Start of Block
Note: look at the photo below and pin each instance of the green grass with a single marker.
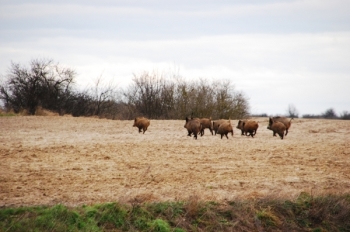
(306, 213)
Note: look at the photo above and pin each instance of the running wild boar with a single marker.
(248, 127)
(287, 122)
(193, 126)
(142, 123)
(217, 123)
(225, 128)
(276, 127)
(206, 124)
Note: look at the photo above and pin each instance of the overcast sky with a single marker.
(276, 52)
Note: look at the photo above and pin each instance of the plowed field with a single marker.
(73, 161)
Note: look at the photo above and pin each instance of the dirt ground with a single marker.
(74, 161)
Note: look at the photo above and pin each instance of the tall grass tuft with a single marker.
(305, 213)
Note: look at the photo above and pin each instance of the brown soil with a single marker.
(74, 161)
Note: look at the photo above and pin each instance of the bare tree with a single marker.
(292, 111)
(44, 84)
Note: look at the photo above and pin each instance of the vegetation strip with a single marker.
(306, 213)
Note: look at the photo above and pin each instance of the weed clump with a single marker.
(306, 213)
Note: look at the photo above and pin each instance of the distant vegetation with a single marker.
(50, 86)
(306, 213)
(47, 85)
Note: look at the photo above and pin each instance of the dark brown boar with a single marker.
(276, 127)
(217, 123)
(225, 128)
(193, 126)
(142, 123)
(248, 127)
(206, 124)
(287, 122)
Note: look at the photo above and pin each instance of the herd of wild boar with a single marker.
(196, 126)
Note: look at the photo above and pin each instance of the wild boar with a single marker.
(206, 123)
(276, 127)
(217, 123)
(225, 128)
(193, 126)
(248, 127)
(141, 123)
(287, 122)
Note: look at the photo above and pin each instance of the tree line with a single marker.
(48, 85)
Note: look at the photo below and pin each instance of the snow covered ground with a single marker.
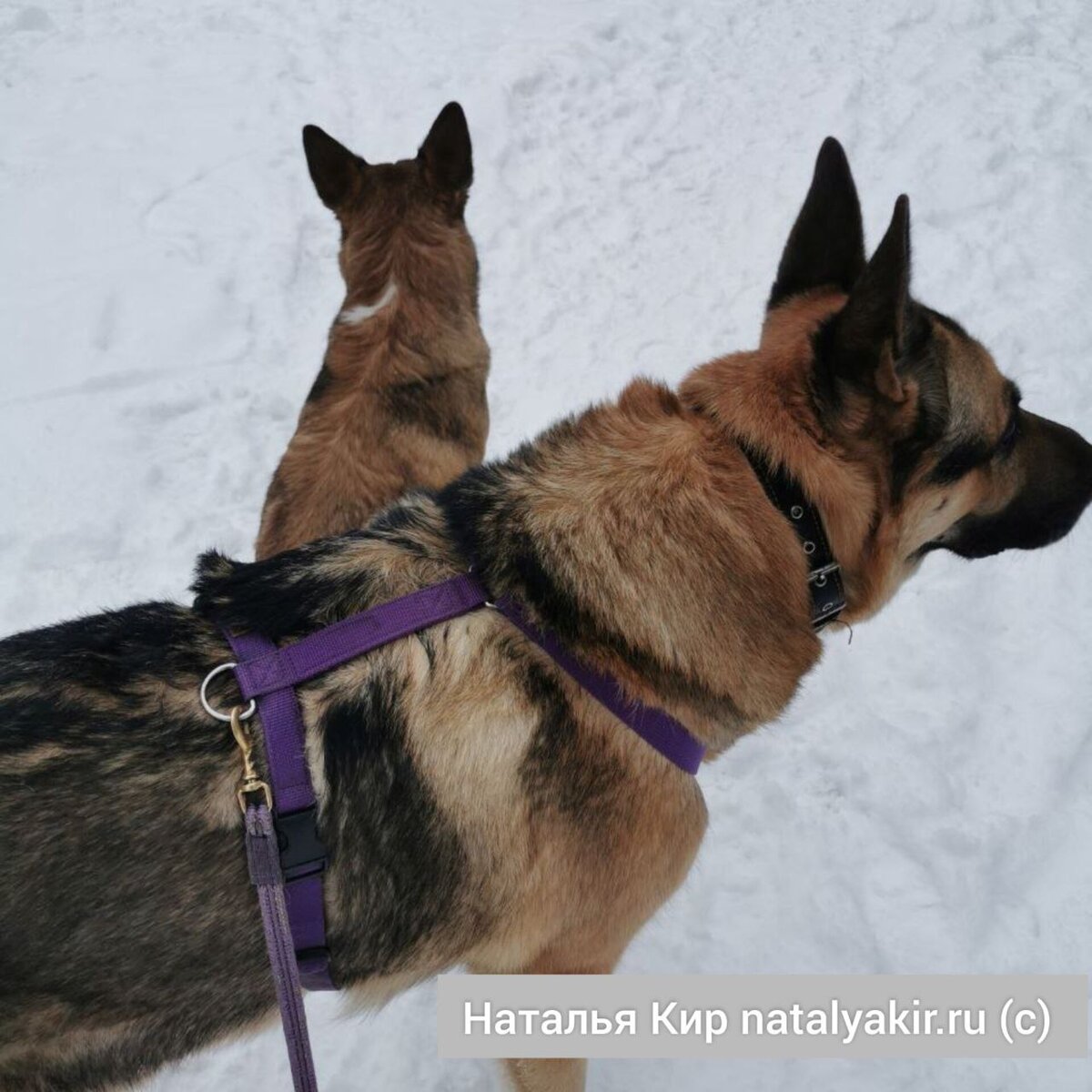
End of Block
* _WORK ORDER_
In your copy, exclude the pictures and repeat each entry above exactly.

* _REPLY TO THE TASK_
Note: look at the photo below and pin each instance of the green grass with a single marker.
(306, 213)
Note: look at the photo above and pin each instance of the running wild boar with a single marker.
(248, 127)
(287, 122)
(193, 126)
(142, 123)
(217, 123)
(225, 128)
(276, 127)
(206, 124)
Note: look at the photo above and pin each instance of the overcast sky with a single marker.
(276, 52)
Note: look at the photo above and pin each instance of the plowed field with a single marker.
(73, 161)
Note: look at the photo above and pin each instance of the dirt ground with a single marker.
(74, 161)
Note: look at the photo above and pin each instance of the tall grass tuft with a single marker.
(305, 213)
Note: look at the photo above and pin each instance of the brown soil with a single marker.
(74, 161)
Note: look at the photo above and pin each instance of the bare tree with a single marker.
(292, 111)
(44, 84)
Note: look at the photo above and pin each instance of the vegetation strip with a single marker.
(306, 213)
Note: look at the photo above and pin each instance of the weed clump with a single marker.
(306, 213)
Note: look at the photo above and pin each instance of the distant vegetation with a single marker.
(50, 86)
(306, 213)
(47, 85)
Note: look at the photo above and pin each instance of the dark brown boar with a single marker.
(276, 127)
(217, 123)
(225, 128)
(193, 126)
(142, 123)
(248, 127)
(206, 124)
(287, 122)
Note: look at the photo above and pin each instance of the herd of wild boar with a single marker.
(196, 126)
Note: look at the photo above and pin each instance of the wild boar with a single marker.
(206, 123)
(276, 127)
(217, 123)
(225, 128)
(193, 126)
(248, 127)
(141, 123)
(287, 122)
Note: look at the photo above and pin each instance of the tree line with a single marker.
(48, 85)
Note: look at the photo below and pin each instance of the snow covered ground with a single marker.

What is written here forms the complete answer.